▶ _Exercise aim_
Write out the data below as a numbered list, leaving out any blank lines.

▶ _Dataset extract_
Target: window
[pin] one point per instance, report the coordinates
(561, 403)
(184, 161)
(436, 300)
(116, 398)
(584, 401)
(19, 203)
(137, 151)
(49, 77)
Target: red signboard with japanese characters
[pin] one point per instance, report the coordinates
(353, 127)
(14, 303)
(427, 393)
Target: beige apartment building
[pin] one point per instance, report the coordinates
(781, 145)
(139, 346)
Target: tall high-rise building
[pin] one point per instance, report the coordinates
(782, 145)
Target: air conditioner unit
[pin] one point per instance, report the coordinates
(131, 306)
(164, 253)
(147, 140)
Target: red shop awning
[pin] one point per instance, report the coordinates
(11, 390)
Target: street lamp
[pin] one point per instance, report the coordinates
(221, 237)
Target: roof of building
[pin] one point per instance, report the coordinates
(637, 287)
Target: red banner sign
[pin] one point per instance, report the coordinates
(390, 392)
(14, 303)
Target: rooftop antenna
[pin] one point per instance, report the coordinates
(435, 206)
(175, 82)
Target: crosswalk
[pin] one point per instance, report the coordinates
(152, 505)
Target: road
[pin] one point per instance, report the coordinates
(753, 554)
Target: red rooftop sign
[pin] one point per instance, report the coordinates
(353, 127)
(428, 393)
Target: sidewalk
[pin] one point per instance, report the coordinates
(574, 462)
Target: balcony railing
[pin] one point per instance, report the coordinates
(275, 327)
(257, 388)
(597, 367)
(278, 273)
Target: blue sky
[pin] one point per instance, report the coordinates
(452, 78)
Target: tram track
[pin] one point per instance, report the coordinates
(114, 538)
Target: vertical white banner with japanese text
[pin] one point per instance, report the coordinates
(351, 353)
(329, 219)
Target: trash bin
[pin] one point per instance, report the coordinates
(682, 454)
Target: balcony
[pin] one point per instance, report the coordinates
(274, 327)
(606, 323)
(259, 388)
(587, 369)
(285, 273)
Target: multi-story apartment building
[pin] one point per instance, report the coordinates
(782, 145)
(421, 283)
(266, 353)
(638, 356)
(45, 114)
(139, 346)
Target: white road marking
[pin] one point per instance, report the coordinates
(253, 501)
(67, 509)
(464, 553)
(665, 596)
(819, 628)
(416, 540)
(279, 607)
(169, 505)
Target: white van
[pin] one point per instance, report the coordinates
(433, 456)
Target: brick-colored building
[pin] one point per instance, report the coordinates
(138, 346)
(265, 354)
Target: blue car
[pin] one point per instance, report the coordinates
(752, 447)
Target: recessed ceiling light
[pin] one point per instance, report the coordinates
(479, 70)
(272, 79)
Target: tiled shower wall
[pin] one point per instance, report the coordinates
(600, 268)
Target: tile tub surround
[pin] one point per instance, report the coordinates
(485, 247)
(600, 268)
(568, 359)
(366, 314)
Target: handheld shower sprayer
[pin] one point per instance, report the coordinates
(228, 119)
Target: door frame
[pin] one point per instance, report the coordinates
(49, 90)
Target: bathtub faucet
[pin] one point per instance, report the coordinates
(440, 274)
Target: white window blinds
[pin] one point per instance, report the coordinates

▶ _Output below_
1. Target: window
2. [pin] one point per instance, report the coordinates
3. (561, 403)
4. (184, 161)
5. (436, 300)
6. (116, 398)
7. (584, 401)
8. (19, 203)
9. (137, 151)
10. (49, 77)
11. Target: red signboard with japanese characters
12. [pin] one point per instance, report the coordinates
13. (353, 127)
14. (14, 303)
15. (427, 393)
16. Target: beige apartment building
17. [pin] one point per instance, report the coordinates
18. (781, 145)
19. (139, 346)
20. Target: tall high-rise building
21. [pin] one point per instance, report the coordinates
22. (782, 145)
23. Target: air conditioner unit
24. [pin] one point per instance, report the coordinates
25. (131, 306)
26. (164, 253)
27. (147, 140)
28. Target: red shop awning
29. [pin] one point per instance, report the coordinates
30. (11, 390)
31. Target: street lamp
32. [pin] one point per instance, report the coordinates
33. (221, 237)
34. Target: roof of building
35. [pin] one point per instance, report the coordinates
36. (637, 287)
37. Target: red banner sign
38. [pin] one point per instance, report the coordinates
39. (390, 392)
40. (14, 303)
41. Target: rooftop antenna
42. [pin] one point per instance, report the coordinates
43. (435, 206)
44. (175, 82)
45. Target: crosswalk
46. [pin] one point per instance, report the coordinates
47. (152, 505)
48. Target: road
49. [pin] one point per instance, report the coordinates
50. (753, 554)
51. Target: red rooftop sign
52. [pin] one point per instance, report the coordinates
53. (353, 127)
54. (428, 393)
55. Target: sidewalk
56. [pin] one point per instance, report the coordinates
57. (574, 462)
58. Target: balcony railing
59. [pin] one point per instance, report the coordinates
60. (275, 327)
61. (257, 388)
62. (597, 367)
63. (278, 273)
64. Target: blue sky
65. [pin] one point per instance, report the coordinates
66. (452, 78)
67. Target: tram track
68. [pin] one point per instance, report the coordinates
69. (114, 538)
70. Target: vertical white banner with japanese text
71. [pin] one point per instance, report the coordinates
72. (351, 353)
73. (329, 219)
74. Target: trash bin
75. [pin] one point per instance, report the coordinates
76. (682, 454)
77. Target: balcony
78. [pin] one point per instance, report the coordinates
79. (274, 327)
80. (606, 323)
81. (259, 388)
82. (587, 369)
83. (285, 273)
84. Target: multi-story apartment building
85. [pin] one point per instance, report the coordinates
86. (782, 145)
87. (421, 283)
88. (266, 353)
89. (638, 356)
90. (45, 114)
91. (139, 346)
92. Target: white road marking
93. [pin] one point per instance, report the coordinates
94. (253, 501)
95. (67, 509)
96. (464, 553)
97. (665, 596)
98. (819, 628)
99. (416, 540)
100. (279, 607)
101. (169, 505)
102. Target: white van
103. [pin] one point per instance, report the coordinates
104. (433, 456)
105. Target: brick-colored building
106. [pin] one point per instance, report the coordinates
107. (138, 346)
108. (265, 354)
109. Target: blue car
110. [pin] one point per instance, report the coordinates
111. (752, 447)
112. Target: recessed ceiling light
113. [pin] one point per instance, report the coordinates
114. (479, 70)
115. (272, 79)
116. Target: tiled shower wall
117. [pin] one point per instance, report the coordinates
118. (600, 268)
119. Target: tile tub surround
120. [pin] one point per instance, report the coordinates
121. (485, 247)
122. (600, 268)
123. (568, 359)
124. (366, 314)
125. Target: handheld shower sprayer
126. [pin] one point per instance, report the coordinates
127. (228, 119)
128. Target: door frame
129. [pin] one point per instance, report the coordinates
130. (49, 90)
131. Target: bathtub faucet
132. [pin] one point per instance, report the coordinates
133. (440, 274)
134. Target: white window blinds
135. [pin] one point per instance, report the coordinates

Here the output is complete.